**ACTIVITY**
Using the Blue Jays payroll text below, answer these:
1. Below what figure could the Blue Jays' payroll fall this season?
2. Which two players does the text name as ones the Jays could have benefited from grabbing?
3. Who is the subject of the trade rumor the text calls odd?

**SOURCE DOCUMENT**
============
The Blue Jays’ payroll is going to change a ton this season regardless of the Tulo and Russell  Martin money. The Blue Jays could have a payroll under 100 million for the first time in a decade. This is even with the assumption that the 10 arbitration eligible players get a substantial bump in pay.

With this money, the Jays could decide to find a few key veterans that could maximize the window for them to compete in the early part of the Vlad era. The Jays could have benefited from grabbing someone like Micheal Brantley or Matt Harvey. The two of them have since signed new contracts with ball clubs and are off the market, but they represent solid Mid-Tier players the Jays could use to increase their ceiling on this seasons team even.

The looming news of possible Blue Jays’ fan favorites being traded has put some on edge. If this team is to improve, it could be time for Kevin Pillar to be traded to make room for players like Anthony Alford and company. The odd trade rumor is that Aaron Sanchez appears to be on the block. For a team that needs to eat up innings on the mound, this one proves as a curious move. Would these trades signal something else to come in the next few weeks? If these guys are going to be moved, one would think it would happen soon so the Jays can act accordingly to fill the holes they leave.
============
**DATA RECORDS**

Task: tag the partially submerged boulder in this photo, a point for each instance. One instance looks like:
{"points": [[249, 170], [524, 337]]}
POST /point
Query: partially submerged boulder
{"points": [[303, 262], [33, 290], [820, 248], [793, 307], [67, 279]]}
============
**ANSWER SECTION**
1. 100 million
2. Micheal Brantley and Matt Harvey
3. Aaron Sanchez